## Data supplied:
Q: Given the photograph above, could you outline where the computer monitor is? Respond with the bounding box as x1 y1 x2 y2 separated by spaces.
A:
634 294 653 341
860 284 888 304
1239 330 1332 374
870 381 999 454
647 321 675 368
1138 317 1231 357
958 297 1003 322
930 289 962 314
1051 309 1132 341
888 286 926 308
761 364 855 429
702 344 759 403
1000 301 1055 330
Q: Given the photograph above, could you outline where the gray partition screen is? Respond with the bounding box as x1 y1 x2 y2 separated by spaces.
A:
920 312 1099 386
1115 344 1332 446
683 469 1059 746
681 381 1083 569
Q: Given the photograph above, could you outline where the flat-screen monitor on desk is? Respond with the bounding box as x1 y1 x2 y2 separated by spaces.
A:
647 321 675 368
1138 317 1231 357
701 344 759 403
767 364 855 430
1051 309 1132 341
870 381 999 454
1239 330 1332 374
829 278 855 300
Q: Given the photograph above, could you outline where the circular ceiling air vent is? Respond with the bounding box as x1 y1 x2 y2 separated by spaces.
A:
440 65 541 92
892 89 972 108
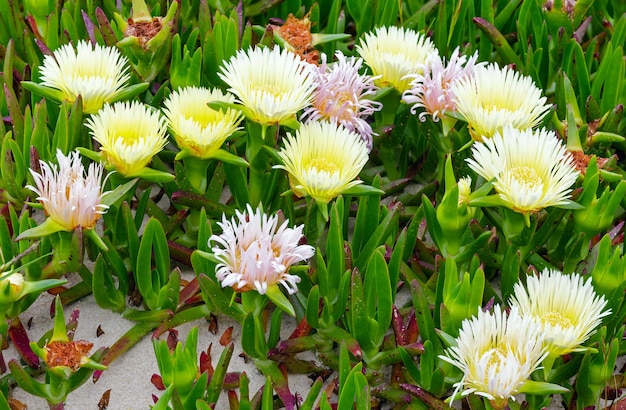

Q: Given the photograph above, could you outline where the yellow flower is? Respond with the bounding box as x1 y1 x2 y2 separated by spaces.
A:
451 64 551 141
26 150 108 231
467 126 578 213
40 41 130 114
510 269 611 356
218 47 316 125
86 101 167 177
163 87 242 158
439 305 545 409
0 272 25 306
275 121 368 203
356 26 436 93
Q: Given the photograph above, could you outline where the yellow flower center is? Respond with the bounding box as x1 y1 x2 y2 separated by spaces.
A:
309 157 339 174
509 166 543 190
541 312 573 329
483 346 505 386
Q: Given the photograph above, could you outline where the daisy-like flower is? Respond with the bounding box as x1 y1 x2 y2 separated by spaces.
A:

## What you should do:
Edit the records, changing "photograph" to "image" and keeping everything else the same. Leave the pictures out.

## Reply to the task:
Q: Given the image above, could you outline where the computer monitor is? Respond with the bounding box as x1 y1 x2 y2 separated by spaces.
A:
634 294 653 341
860 284 888 304
1239 330 1332 374
870 381 999 454
647 321 675 368
1138 317 1231 357
958 297 1003 322
930 289 962 314
1051 309 1132 341
888 286 926 308
761 364 855 429
702 344 759 403
1000 301 1055 330
Q: Given the image above, could you outline where the gray partition screen is? Respond with the bounding box as x1 y1 x2 y2 separated by spaces.
A:
920 312 1099 386
1115 344 1332 446
683 469 1059 746
681 381 1083 569
Q: Given the image above, could you outline where the flat-screen monitor on desk is? Respond with the bounding box as x1 y1 x2 y2 separated by spaces.
A:
647 321 675 368
1138 317 1231 357
701 344 759 403
767 364 855 430
1051 309 1132 341
870 381 999 454
1239 330 1332 374
829 278 855 300
Q: Given the image above, could you outline where the circular ceiling air vent is? Respond with the bounding box as x1 y1 x2 y2 separated by spaces.
A:
440 65 541 92
892 89 972 108

Q: Given the image above, could you outline where the yellow flower is? Respond with the bounding box as x1 y1 x2 y2 separated by spaces.
A:
451 64 551 141
26 150 108 231
467 126 578 213
40 41 130 114
510 269 611 356
218 47 316 125
86 101 167 177
163 87 242 158
439 305 545 409
0 272 25 306
275 121 368 203
356 26 436 93
Q: Given the image above, could you outline where the yellow flower center is? Respond with the bounding box as x1 y1 x2 y2 separated by spaces.
A:
309 157 339 174
509 166 543 190
541 312 573 329
483 346 505 386
Q: Given the image above, could you outline where the daisy-like flower is? Respond with the bounding box as x1 y1 x2 y2 separated by spaces.
A:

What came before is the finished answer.